=== Description of the task ===
Pull every line of text from the items below, verbatim and in order, and leave out the pictures.
[Start Records for the task]
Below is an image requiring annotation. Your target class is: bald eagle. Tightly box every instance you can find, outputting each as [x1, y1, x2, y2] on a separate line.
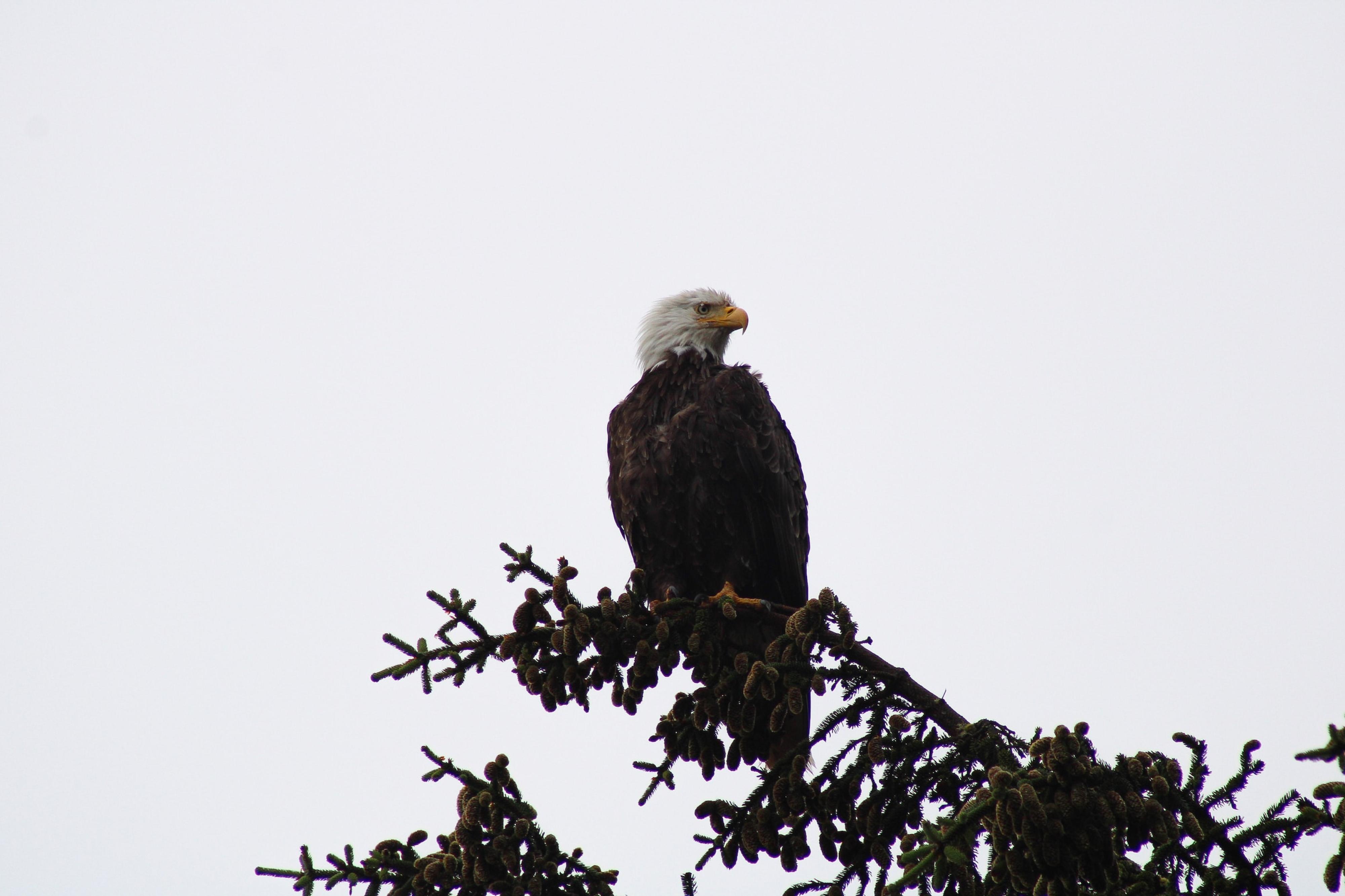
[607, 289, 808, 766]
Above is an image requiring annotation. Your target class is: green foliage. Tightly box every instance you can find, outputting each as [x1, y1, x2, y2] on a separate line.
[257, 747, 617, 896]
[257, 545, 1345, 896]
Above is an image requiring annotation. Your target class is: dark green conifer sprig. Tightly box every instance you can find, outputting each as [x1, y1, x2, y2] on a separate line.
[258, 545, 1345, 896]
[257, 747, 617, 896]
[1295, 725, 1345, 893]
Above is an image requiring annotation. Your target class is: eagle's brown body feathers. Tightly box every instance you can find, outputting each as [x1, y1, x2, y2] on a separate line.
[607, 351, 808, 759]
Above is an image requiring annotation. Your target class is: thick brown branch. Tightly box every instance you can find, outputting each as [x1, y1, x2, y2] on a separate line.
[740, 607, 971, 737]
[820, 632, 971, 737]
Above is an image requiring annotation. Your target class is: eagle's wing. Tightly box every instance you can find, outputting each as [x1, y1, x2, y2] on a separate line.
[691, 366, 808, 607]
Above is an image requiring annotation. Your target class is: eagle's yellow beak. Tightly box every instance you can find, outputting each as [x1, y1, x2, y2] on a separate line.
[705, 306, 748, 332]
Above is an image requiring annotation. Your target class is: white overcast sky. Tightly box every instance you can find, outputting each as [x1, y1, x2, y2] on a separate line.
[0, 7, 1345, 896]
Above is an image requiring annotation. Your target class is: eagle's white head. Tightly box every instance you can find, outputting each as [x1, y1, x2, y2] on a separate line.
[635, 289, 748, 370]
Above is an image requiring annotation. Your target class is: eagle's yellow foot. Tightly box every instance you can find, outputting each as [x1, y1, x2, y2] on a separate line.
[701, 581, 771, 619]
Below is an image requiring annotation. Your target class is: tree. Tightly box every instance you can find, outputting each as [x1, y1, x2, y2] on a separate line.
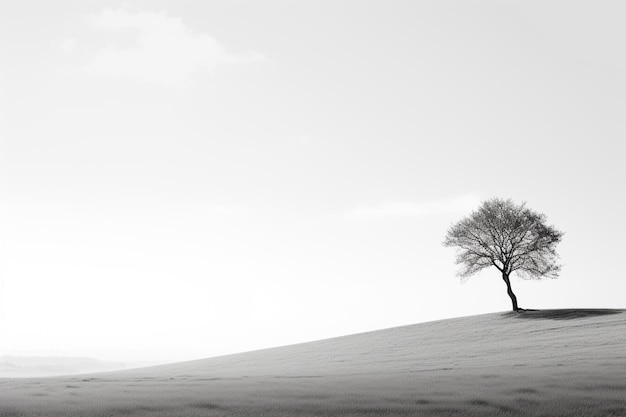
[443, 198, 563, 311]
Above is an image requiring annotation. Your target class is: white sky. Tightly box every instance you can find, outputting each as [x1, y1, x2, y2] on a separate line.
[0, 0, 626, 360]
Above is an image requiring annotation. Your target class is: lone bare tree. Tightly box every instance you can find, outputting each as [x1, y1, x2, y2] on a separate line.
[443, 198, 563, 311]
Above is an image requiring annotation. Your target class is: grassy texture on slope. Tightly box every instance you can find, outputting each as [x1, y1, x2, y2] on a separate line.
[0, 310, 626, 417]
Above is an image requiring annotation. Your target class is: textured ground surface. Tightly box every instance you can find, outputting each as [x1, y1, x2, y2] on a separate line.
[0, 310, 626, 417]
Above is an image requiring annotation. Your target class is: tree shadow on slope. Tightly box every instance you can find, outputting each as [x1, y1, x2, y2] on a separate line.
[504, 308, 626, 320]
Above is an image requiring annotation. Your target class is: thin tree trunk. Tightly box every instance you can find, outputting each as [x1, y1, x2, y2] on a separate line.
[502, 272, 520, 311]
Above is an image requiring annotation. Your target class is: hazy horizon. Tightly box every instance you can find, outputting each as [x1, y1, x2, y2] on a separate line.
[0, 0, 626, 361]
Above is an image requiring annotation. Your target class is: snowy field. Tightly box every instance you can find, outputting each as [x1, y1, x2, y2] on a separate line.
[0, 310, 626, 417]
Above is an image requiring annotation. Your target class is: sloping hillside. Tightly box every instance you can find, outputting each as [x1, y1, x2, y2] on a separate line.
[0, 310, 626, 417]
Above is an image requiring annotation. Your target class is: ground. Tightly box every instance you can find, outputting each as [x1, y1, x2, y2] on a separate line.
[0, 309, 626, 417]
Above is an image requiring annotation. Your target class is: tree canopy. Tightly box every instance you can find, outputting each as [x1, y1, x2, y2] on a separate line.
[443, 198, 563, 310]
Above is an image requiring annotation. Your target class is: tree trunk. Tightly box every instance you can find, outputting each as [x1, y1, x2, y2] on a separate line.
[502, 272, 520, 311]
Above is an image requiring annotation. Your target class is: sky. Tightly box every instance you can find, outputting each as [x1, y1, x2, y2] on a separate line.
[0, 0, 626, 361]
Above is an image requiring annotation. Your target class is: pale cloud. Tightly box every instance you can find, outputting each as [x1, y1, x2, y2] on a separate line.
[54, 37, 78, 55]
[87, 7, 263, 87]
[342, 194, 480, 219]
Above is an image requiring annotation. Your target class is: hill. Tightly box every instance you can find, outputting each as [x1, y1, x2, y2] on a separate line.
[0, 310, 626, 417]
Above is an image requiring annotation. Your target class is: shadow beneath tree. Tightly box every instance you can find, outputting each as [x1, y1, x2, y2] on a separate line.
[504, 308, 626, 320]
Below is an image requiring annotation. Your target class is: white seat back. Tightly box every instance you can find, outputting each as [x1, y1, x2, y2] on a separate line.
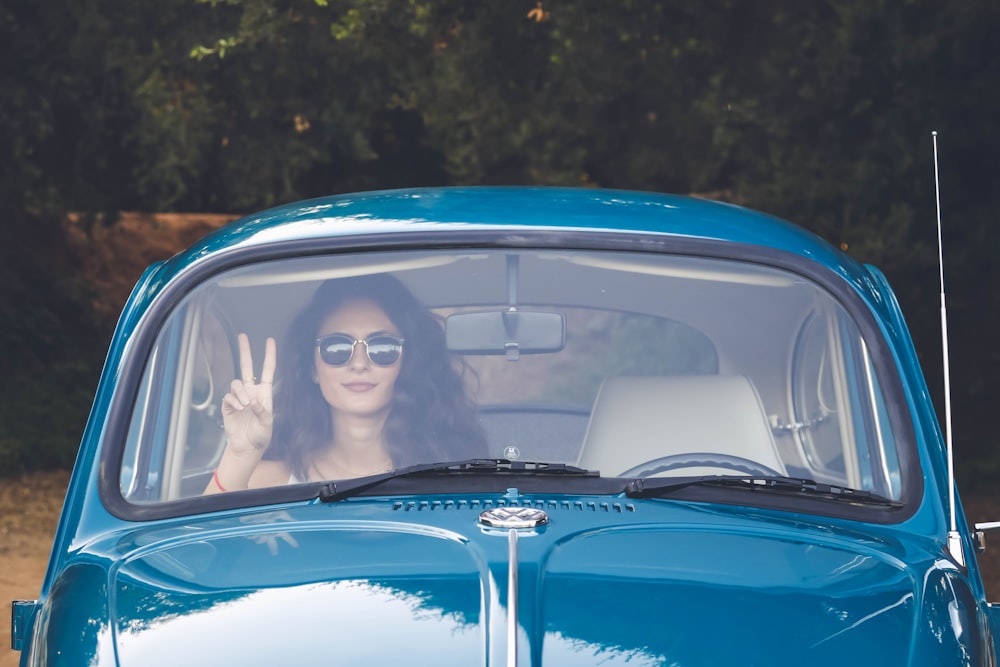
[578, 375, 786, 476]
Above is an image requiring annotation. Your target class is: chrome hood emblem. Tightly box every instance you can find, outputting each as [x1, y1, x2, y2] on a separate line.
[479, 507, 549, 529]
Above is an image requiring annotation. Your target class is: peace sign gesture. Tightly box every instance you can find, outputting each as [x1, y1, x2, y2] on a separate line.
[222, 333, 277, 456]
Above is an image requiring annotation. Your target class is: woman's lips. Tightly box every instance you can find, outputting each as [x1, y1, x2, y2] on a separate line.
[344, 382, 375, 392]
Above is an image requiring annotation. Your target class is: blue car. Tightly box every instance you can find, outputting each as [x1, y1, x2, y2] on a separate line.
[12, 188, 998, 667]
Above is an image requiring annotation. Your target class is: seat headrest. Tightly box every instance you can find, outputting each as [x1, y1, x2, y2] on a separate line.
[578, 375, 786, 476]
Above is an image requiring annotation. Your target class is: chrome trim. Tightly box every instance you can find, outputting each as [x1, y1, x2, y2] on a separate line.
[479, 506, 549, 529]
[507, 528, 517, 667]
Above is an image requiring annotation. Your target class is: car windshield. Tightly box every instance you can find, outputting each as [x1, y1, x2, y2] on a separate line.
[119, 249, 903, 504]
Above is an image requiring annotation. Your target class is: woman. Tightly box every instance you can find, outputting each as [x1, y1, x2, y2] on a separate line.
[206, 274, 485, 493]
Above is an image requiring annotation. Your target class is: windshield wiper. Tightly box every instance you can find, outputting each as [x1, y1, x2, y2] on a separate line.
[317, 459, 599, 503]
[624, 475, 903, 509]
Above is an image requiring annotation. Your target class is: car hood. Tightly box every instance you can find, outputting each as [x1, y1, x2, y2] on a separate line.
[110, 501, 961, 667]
[End Records for the task]
=== Solution to this exercise ===
Below is an image requiring annotation. Your target class is: bald eagle. Tightly box every instance you can find, outputting each as [x1, y1, x2, y2] on a separate line.
[607, 289, 808, 766]
Above is an image requiring annotation. Your target class is: green foliage. Tightly box every instance you can find, outputting each as [x1, y1, x2, y2] on a separate line.
[257, 747, 617, 896]
[257, 545, 1345, 896]
Above is an image requiring annotation. Your target class is: dark green conifer sprig. Tightly box every instance you can find, outputting each as [x1, y1, x2, y2] on a separate line.
[258, 545, 1345, 896]
[257, 747, 617, 896]
[1295, 725, 1345, 893]
Above is an image requiring annotation. Your target class is: eagle's brown body feathers. Tightly box every instance you can find, outputting each as [x1, y1, x2, y2] on a separate line.
[607, 351, 808, 759]
Above is an image requiring annotation. Your target class is: thick brown branch. Tightly box every instance you can find, outputting each as [x1, y1, x2, y2] on a separate line.
[740, 607, 971, 737]
[820, 632, 971, 737]
Above is an image requiring annotation. Your target class is: eagle's wing. Tightly box every instance you can find, outputting each as [x1, y1, x2, y2] on a separate line.
[691, 366, 808, 607]
Above is an image requiring annotation. Your target class is: eagle's yellow beak. Tightly box every instance you can find, outputting each as [x1, y1, x2, y2] on a separate line.
[705, 306, 748, 332]
Above is an image requiring annotation. Your target class is: white overcast sky. Tightly box every instance you can find, outputting each as [x1, y1, x2, y2] on a separate line.
[0, 7, 1345, 896]
Above is an image requiring annotation. Your target class is: eagle's white head. Tightly box every instance you can find, outputting each as [x1, y1, x2, y2] on a separate line.
[635, 289, 748, 370]
Above is an image requiring annotation. Your target class is: eagle's yellow foot. Tightly box every instance you can find, outputting each as [x1, y1, x2, y2] on a separate line.
[701, 581, 771, 619]
Below is an image requiring annotation. Your target class is: tree. Tightly box every instance you can find, outputting each as [x1, y1, x2, y2] on a separate line.
[443, 198, 563, 311]
Above is an image requiring annotation. Your target class is: white sky. Tightly box every instance you can find, outputting each as [x1, y1, x2, y2] on a separate line.
[0, 0, 626, 360]
Above is an image requiring annotation. Your target class is: lone bare tree. Tightly box every instance you can find, outputting each as [x1, y1, x2, y2] on a separate line.
[443, 198, 563, 311]
Above is an image requiring annotation. Your target class is: grassy texture on slope. Tightly box every instance you can find, outputting each as [x1, y1, x2, y2] on a separate line.
[0, 310, 626, 417]
Above is an image requiring annotation. Your target class is: textured ground surface. Tightly box every instance you can find, outputting each as [x1, y1, x2, y2] on a separate line.
[0, 310, 626, 417]
Above is an image requiring annotation. Your target class is: tree shadow on slope. Tightly box every instance you can find, outputting each as [x1, y1, x2, y2] on a separate line.
[504, 308, 626, 320]
Above is an image requiring annotation. Your target class is: thin tree trunk. Tightly box every instance you can find, outputting each as [x1, y1, x2, y2] on a separate line.
[502, 272, 520, 311]
Above is an image requiring annotation. Your target class is: hazy horizon. Tightly box every instance you can find, outputting each as [x1, y1, x2, y2] on a separate line.
[0, 0, 626, 361]
Above is an image requiring annotation. Your target class is: snowy field. Tightly box every instance you can find, outputting each as [x1, y1, x2, y2] on a separate line.
[0, 310, 626, 417]
Above is an image requiring annotation. Your target class is: sloping hillside. Tightly box every instance you can find, outputting each as [x1, y1, x2, y2] on a separate line.
[0, 310, 626, 417]
Above is an image requiring annotation. Your target class is: ground. Tightly box every instance you can find, outputting each as [x1, y1, x2, y2] on a separate line.
[0, 309, 626, 417]
Above is an image requiring annotation. Your target class is: tree canopy. Tightly box every instance you can find, outputting each as [x1, y1, x2, y2] on a separate line.
[443, 198, 563, 310]
Above is an image requiring annotation. Your target class is: tree trunk. Tightly box every instance you can find, outputting each as [x1, y1, x2, y2] on a separate line.
[502, 272, 520, 311]
Above is an image requiring annotation. Your target class is: sky. Tightly box every instance you can find, outputting each as [x1, y1, x2, y2] on a separate line.
[0, 0, 626, 361]
Above is an image requiring annotation. Your target class is: pale cloud. Tightly box every instance you can find, outputting each as [x1, y1, x2, y2] on a separate line.
[54, 37, 78, 55]
[87, 7, 263, 87]
[342, 194, 480, 219]
Above is an image requiring annotation. Your target class is: hill. Tightly box every instance you can find, outputting each as [x1, y1, x2, y2] on a separate line.
[0, 310, 626, 417]
Above is an image requiring annotation. Your target class is: shadow beneath tree. Tightly box every instance you can find, outputting each as [x1, y1, x2, y2] on a separate line.
[504, 308, 626, 320]
Below is an image requiring annotation. Your target class is: white seat back. Tightly box every instance you can find, outputting each as [x1, y1, x2, y2] on a separate line.
[578, 375, 786, 476]
Above is an image requiring annotation. Your target class is: chrome hood emblem. Tightly box every instance you can find, outputting each as [x1, y1, x2, y2] on a separate line.
[479, 507, 549, 529]
Above is an image requiring annotation. Your target class is: peace sign gesture. Tightly box every instance you can find, outputting each as [x1, y1, x2, y2] on a separate line.
[222, 333, 277, 456]
Above is an image requiring annotation. Your target class is: woman's lips. Tightly box every instance you can find, outputting each as [x1, y1, x2, y2] on a separate line.
[344, 382, 375, 392]
Above is an image requiring annotation. Your target class is: blue car. Tightly box every instance you can find, outputting each as [x1, y1, x2, y2] on a separate line.
[12, 188, 998, 667]
Above is an image requiring annotation. Your target class is: seat headrest. Tightly box every instance you can find, outputting each as [x1, y1, x2, y2] on a separate line.
[578, 375, 786, 476]
Above is an image requiring annotation. Your target class is: chrome trim. Tightly box every instance you can find, outputting each as [x1, y1, x2, y2] on a separate line.
[479, 506, 549, 529]
[507, 528, 517, 667]
Above is an image requiring annotation. Your target class is: car windshield. Tightly box every instance you can find, outputting each as [x1, y1, x2, y2] on a separate line.
[119, 249, 903, 504]
Above is an image requiring annotation. Your target class is: woman. Tightly box every instance you can find, outputting each as [x1, y1, x2, y2] on a separate line.
[206, 274, 485, 493]
Above is an image requiring annotation. Your target class is: windshield wiper. Tightly box every instance you can find, outputting each as [x1, y1, x2, y2] on a separate line.
[317, 459, 599, 503]
[624, 475, 903, 509]
Above is an image requiring annotation. Your target class is: car hood. Tightly box every instance you can find, outputting each as [x1, y1, x2, y2] on a separate line.
[110, 501, 961, 667]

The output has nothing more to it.